DATA ENTRIES:

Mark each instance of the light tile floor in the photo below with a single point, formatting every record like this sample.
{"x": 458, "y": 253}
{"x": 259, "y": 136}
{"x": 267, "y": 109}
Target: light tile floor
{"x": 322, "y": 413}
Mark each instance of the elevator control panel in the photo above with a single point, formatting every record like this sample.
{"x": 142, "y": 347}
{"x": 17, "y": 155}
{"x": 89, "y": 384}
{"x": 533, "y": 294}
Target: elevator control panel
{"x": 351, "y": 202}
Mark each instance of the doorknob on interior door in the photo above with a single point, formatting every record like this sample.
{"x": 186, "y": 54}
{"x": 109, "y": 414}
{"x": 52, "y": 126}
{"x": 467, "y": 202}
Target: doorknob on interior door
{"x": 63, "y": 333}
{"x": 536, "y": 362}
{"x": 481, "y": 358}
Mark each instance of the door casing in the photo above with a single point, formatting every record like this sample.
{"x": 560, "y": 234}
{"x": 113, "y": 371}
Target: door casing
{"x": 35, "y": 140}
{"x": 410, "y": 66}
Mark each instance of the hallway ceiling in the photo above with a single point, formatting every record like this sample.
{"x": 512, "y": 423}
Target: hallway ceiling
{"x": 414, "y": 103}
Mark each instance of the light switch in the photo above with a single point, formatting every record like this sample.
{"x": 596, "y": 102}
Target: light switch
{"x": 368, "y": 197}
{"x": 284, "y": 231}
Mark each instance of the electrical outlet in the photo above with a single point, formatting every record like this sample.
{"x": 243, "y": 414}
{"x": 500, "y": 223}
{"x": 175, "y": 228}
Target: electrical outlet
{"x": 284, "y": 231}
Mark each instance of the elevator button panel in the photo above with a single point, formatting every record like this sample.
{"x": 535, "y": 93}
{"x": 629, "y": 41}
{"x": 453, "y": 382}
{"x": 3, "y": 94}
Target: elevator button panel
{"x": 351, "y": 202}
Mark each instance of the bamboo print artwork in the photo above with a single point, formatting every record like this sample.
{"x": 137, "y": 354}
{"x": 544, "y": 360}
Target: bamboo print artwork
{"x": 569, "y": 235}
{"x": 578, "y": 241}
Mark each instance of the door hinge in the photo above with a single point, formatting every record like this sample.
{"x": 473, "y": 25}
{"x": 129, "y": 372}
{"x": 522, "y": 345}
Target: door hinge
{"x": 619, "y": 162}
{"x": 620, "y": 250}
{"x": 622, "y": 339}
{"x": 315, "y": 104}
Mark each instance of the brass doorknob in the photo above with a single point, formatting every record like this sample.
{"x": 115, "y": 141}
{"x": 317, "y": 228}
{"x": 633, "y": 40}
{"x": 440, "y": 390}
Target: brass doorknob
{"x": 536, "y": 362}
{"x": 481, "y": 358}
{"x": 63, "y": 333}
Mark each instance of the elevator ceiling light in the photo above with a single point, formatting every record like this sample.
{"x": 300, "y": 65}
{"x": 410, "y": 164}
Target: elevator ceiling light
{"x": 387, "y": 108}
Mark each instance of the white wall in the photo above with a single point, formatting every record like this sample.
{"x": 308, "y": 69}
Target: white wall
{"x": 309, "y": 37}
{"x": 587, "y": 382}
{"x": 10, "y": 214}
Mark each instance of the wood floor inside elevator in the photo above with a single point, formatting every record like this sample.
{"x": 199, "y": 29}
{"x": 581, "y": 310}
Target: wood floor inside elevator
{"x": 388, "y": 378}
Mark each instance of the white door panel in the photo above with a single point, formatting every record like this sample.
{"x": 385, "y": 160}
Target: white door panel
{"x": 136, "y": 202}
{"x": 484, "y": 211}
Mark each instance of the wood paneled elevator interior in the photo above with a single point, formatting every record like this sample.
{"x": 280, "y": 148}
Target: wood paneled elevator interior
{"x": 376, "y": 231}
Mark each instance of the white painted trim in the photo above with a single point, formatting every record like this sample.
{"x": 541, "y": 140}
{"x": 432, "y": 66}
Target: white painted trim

WHAT IS NEEDED: Go through the records above and retype each one exactly.

OUTPUT OF THE EXERCISE:
Mark each instance of the light tile floor in the photo below with a single point, formatting every record like this sample.
{"x": 458, "y": 253}
{"x": 259, "y": 136}
{"x": 267, "y": 109}
Target: light tile floor
{"x": 322, "y": 413}
Mark each instance of the elevator control panel in the photo above with a single point, formatting every record like this sample.
{"x": 142, "y": 347}
{"x": 17, "y": 155}
{"x": 89, "y": 384}
{"x": 533, "y": 294}
Target: elevator control panel
{"x": 351, "y": 202}
Mark each instance of the doorknob on interior door in the photo above with a single point, formatting every record like this sample.
{"x": 186, "y": 54}
{"x": 109, "y": 414}
{"x": 52, "y": 126}
{"x": 467, "y": 202}
Target: doorknob on interior door
{"x": 63, "y": 333}
{"x": 536, "y": 362}
{"x": 481, "y": 358}
Mark each instance of the door casing in the photo above with a single point, formatting every record like this sample.
{"x": 560, "y": 234}
{"x": 113, "y": 371}
Target: door casing
{"x": 35, "y": 140}
{"x": 410, "y": 66}
Mark each instance of the hallway ceiling in the photo above with a single point, formatting every record like this sample.
{"x": 512, "y": 423}
Target: hallway ceiling
{"x": 414, "y": 103}
Mark each instance of the light switch in the photo above with a single point, formatting every record like this sample.
{"x": 596, "y": 102}
Target: light switch
{"x": 368, "y": 197}
{"x": 284, "y": 231}
Mark each instance of the electrical outlet in the photo above with a single point, formatting every record like this sample.
{"x": 243, "y": 414}
{"x": 500, "y": 223}
{"x": 175, "y": 228}
Target: electrical outlet
{"x": 284, "y": 231}
Mark each instance of the elevator button panel in the photo above with a single point, formatting every record like this sample.
{"x": 535, "y": 93}
{"x": 629, "y": 41}
{"x": 453, "y": 382}
{"x": 3, "y": 94}
Target: elevator button panel
{"x": 351, "y": 202}
Mark each instance of the bamboo print artwork in the photo above with a single point, formatting every record like this sample.
{"x": 137, "y": 354}
{"x": 544, "y": 360}
Target: bamboo print artwork
{"x": 569, "y": 235}
{"x": 578, "y": 241}
Mark each instance of the door hinge in the photo above with a single point, formatting every record like this sample.
{"x": 473, "y": 25}
{"x": 129, "y": 372}
{"x": 522, "y": 345}
Target: door hinge
{"x": 619, "y": 162}
{"x": 620, "y": 250}
{"x": 622, "y": 339}
{"x": 315, "y": 104}
Mark each instance of the brass doorknob in the photo above with a single point, formatting every record like this sample.
{"x": 115, "y": 141}
{"x": 317, "y": 228}
{"x": 633, "y": 40}
{"x": 440, "y": 390}
Target: brass doorknob
{"x": 536, "y": 362}
{"x": 481, "y": 358}
{"x": 63, "y": 333}
Mark each instance of the elevator ceiling light in the photo above with a single point, formatting every record like this sample.
{"x": 300, "y": 65}
{"x": 410, "y": 164}
Target: elevator ceiling light
{"x": 387, "y": 108}
Mark each instance of the white wall in the photo above with a single point, formatting every record like this sample.
{"x": 308, "y": 69}
Target: white wall
{"x": 309, "y": 37}
{"x": 587, "y": 382}
{"x": 10, "y": 214}
Mark each instance of the wood floor inside elevator in the photo above with a single point, formatting every record like this sample.
{"x": 199, "y": 29}
{"x": 581, "y": 310}
Target: wood floor inside elevator
{"x": 388, "y": 378}
Mark each instance of the white door panel in the photo above with a single point, formatting every record like this sample.
{"x": 385, "y": 160}
Target: white door panel
{"x": 136, "y": 202}
{"x": 484, "y": 211}
Mark each instance of the wood paneled elevator interior in the photo above with a single point, formatting every record like this sample.
{"x": 280, "y": 148}
Target: wood paneled elevator interior
{"x": 376, "y": 231}
Mark each instance of the white painted trim in the photo above with a single point, formatting every record like this sample.
{"x": 541, "y": 140}
{"x": 432, "y": 66}
Target: white painted trim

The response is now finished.